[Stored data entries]
····················

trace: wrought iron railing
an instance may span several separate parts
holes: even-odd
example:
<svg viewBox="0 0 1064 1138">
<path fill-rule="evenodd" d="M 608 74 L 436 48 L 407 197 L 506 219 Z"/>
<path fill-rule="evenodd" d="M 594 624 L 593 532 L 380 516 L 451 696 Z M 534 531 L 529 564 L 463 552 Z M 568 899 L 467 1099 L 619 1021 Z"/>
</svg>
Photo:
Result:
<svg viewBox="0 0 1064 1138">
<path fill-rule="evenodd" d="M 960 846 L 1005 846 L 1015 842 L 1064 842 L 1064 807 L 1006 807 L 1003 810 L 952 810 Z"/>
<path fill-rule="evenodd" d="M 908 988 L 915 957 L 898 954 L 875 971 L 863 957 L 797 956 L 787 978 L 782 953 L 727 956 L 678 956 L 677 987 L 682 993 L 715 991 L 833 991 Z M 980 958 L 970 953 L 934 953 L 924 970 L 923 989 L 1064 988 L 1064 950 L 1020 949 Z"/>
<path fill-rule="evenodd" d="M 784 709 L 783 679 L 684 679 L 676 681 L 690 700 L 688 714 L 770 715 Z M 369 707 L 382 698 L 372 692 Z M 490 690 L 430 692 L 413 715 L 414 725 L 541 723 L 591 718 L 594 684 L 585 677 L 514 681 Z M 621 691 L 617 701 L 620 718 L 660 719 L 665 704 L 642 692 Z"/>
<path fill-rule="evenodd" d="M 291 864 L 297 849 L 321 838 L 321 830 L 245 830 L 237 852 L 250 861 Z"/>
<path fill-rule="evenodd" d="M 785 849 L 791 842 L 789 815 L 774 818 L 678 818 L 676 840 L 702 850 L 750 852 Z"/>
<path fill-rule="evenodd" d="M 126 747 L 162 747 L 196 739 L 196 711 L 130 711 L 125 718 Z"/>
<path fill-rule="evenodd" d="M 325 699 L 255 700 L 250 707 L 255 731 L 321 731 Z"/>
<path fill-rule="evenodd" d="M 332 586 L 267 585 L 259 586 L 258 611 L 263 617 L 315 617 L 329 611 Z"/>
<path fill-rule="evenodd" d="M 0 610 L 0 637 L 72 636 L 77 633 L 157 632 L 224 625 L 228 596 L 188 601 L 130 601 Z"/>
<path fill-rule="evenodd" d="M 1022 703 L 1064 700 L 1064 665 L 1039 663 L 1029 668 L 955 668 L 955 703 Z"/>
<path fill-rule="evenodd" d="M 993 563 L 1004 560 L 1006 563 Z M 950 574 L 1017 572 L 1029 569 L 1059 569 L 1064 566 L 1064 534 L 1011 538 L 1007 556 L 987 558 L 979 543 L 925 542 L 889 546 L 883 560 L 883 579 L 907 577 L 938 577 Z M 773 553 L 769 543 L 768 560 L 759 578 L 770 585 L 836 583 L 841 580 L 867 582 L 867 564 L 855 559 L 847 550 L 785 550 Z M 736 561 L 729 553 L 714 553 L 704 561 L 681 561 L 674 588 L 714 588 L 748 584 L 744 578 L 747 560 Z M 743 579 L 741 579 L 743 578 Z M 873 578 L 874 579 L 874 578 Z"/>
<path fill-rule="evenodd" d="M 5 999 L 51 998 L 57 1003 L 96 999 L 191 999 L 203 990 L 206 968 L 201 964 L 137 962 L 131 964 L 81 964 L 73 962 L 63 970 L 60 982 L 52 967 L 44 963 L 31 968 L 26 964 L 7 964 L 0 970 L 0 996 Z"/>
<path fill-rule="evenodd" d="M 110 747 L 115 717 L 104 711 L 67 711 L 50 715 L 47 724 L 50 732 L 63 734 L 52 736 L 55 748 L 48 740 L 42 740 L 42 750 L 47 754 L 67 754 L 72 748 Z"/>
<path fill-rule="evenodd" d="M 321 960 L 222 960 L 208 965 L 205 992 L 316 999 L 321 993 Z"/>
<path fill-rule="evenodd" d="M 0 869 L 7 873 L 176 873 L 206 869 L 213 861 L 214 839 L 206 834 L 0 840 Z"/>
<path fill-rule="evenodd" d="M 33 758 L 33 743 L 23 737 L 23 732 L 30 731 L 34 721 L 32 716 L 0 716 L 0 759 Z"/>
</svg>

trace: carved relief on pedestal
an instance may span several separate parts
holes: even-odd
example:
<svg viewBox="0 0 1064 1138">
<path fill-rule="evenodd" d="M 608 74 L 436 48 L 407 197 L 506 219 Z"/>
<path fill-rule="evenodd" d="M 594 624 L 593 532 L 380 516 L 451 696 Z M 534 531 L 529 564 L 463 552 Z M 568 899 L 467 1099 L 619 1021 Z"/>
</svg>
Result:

····················

DIRECTIONS
Format the lines from the first line of the items through the line containing "908 988 L 915" as a Markdown table with the columns "Row" and "Line," and leave out any blank lines.

RIGHT ANSWER
| Row | Line |
|---|---|
| 1 | trace: wrought iron railing |
| 2 | an instance may span several separate parts |
| 3 | holes: even-odd |
| 4 | example: |
| 5 | <svg viewBox="0 0 1064 1138"> |
| 6 | <path fill-rule="evenodd" d="M 608 74 L 436 48 L 407 197 L 506 219 Z"/> |
| 7 | <path fill-rule="evenodd" d="M 594 624 L 593 532 L 380 516 L 451 696 Z M 534 531 L 529 564 L 463 552 Z M 568 899 L 467 1099 L 619 1021 Z"/> |
| 8 | </svg> |
| 9 | Photo: |
| 10 | Result: |
| 11 | <svg viewBox="0 0 1064 1138"> |
| 12 | <path fill-rule="evenodd" d="M 960 846 L 1005 846 L 1015 842 L 1064 842 L 1064 807 L 1006 807 L 1003 810 L 952 810 Z"/> |
| 13 | <path fill-rule="evenodd" d="M 908 988 L 915 957 L 898 954 L 875 971 L 863 957 L 797 956 L 787 978 L 782 953 L 727 956 L 678 956 L 677 987 L 682 993 L 715 991 L 833 991 Z M 980 958 L 970 953 L 934 953 L 924 970 L 923 989 L 1064 988 L 1064 950 L 1020 949 Z"/> |